| Aim of the task |
Word for word, transcribe the material below from its first line to the line with "If you could point to the man's back", both included.

| Material shown |

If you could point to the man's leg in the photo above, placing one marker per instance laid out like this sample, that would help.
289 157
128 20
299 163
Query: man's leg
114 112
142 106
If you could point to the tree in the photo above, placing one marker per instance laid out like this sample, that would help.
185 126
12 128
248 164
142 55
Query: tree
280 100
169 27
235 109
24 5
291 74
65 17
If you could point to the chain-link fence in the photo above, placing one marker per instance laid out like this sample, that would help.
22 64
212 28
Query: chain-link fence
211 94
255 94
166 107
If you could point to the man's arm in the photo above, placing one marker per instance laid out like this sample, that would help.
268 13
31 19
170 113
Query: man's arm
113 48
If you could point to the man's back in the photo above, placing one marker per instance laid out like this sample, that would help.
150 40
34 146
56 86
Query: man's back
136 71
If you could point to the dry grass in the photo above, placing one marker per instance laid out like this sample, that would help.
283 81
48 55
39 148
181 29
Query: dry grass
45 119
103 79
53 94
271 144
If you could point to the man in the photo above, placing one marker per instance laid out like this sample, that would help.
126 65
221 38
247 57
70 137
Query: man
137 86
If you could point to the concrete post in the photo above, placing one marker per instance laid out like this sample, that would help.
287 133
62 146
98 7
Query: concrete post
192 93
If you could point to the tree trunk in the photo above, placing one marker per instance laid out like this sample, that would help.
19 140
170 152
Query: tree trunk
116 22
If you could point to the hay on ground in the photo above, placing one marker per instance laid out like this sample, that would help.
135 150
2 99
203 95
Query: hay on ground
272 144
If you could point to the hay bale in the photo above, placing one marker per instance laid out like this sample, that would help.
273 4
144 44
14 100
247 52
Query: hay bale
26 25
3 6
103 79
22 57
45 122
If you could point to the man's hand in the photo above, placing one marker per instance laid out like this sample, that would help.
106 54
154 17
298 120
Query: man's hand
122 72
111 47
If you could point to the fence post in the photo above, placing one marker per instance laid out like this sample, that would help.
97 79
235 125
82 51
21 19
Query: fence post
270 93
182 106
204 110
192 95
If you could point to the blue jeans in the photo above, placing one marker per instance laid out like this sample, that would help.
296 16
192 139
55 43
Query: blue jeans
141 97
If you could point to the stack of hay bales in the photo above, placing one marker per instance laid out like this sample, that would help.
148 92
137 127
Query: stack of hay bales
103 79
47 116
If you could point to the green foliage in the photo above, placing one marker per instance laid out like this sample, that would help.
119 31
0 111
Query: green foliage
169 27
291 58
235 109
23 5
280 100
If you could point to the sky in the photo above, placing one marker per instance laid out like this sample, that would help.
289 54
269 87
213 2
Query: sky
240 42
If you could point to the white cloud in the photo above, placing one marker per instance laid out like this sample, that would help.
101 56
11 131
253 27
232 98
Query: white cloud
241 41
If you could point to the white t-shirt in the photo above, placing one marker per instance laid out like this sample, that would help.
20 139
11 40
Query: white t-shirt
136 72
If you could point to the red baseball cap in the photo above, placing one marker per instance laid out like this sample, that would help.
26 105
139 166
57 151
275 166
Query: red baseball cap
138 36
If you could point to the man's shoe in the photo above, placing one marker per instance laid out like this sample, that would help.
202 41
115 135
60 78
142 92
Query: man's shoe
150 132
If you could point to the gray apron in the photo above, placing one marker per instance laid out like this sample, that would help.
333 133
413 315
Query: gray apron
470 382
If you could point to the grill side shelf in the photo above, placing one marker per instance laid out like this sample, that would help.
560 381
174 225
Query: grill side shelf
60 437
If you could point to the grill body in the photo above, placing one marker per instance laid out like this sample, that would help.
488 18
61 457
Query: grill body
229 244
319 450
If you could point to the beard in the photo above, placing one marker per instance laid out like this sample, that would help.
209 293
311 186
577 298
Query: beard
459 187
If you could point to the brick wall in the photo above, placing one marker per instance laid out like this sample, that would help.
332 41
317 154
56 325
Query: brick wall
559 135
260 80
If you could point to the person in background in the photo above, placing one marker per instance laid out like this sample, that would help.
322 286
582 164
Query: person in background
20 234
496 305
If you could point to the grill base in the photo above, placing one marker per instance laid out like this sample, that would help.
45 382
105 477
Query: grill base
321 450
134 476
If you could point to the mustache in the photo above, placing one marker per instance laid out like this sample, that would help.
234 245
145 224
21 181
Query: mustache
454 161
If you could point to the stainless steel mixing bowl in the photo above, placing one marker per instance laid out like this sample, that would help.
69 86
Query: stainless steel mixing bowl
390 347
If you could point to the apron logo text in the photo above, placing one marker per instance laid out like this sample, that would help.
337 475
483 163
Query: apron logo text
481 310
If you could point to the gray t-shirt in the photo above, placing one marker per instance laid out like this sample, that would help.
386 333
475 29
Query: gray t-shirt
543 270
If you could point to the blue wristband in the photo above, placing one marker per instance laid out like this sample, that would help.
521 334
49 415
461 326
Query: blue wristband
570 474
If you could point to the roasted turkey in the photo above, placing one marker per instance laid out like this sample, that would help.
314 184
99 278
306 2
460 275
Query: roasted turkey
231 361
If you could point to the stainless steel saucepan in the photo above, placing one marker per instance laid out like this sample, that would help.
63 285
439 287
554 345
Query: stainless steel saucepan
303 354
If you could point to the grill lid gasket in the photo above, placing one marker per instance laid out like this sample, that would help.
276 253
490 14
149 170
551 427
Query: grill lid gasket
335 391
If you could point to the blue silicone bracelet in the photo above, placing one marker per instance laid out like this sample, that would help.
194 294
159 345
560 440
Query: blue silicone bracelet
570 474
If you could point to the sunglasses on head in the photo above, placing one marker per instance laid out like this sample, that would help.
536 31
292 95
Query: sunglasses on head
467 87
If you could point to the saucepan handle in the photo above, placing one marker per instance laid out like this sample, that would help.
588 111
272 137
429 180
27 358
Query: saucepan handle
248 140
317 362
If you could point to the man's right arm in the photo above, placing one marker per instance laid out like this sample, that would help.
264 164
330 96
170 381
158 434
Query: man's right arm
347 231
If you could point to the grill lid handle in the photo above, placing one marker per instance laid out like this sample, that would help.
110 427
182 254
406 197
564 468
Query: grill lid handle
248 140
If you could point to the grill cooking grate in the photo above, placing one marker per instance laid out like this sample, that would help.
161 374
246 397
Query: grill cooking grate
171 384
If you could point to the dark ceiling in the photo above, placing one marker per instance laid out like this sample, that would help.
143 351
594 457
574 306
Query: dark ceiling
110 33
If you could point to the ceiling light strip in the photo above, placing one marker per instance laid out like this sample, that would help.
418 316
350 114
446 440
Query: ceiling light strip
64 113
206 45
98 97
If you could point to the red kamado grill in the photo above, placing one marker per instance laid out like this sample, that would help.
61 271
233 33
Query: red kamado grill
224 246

| Answer space |
If you could point to the man's leg in the photo above, placing one marker per instance laid out like this sample, that would help.
289 157
128 20
299 163
Query: man's leg
114 112
142 106
If you could point to the tree in the photo above, placing one marker per instance laid out like this sample, that would help.
185 126
12 128
248 164
142 55
Query: tree
280 100
169 27
235 109
24 5
291 74
65 17
If you could point to the chain-link fence in the photo above, placing one marker per instance laid out like this sample, that would help.
22 64
212 28
Query: chain-link fence
211 94
255 94
166 107
If you could point to the man's arm in the photo above, placing one marker per instance laid out like this sample, that would help.
268 13
31 19
170 113
Query: man's arm
113 48
If you could point to the man's back in the photo above, placing one marker per instance laid out like this sample, that would help.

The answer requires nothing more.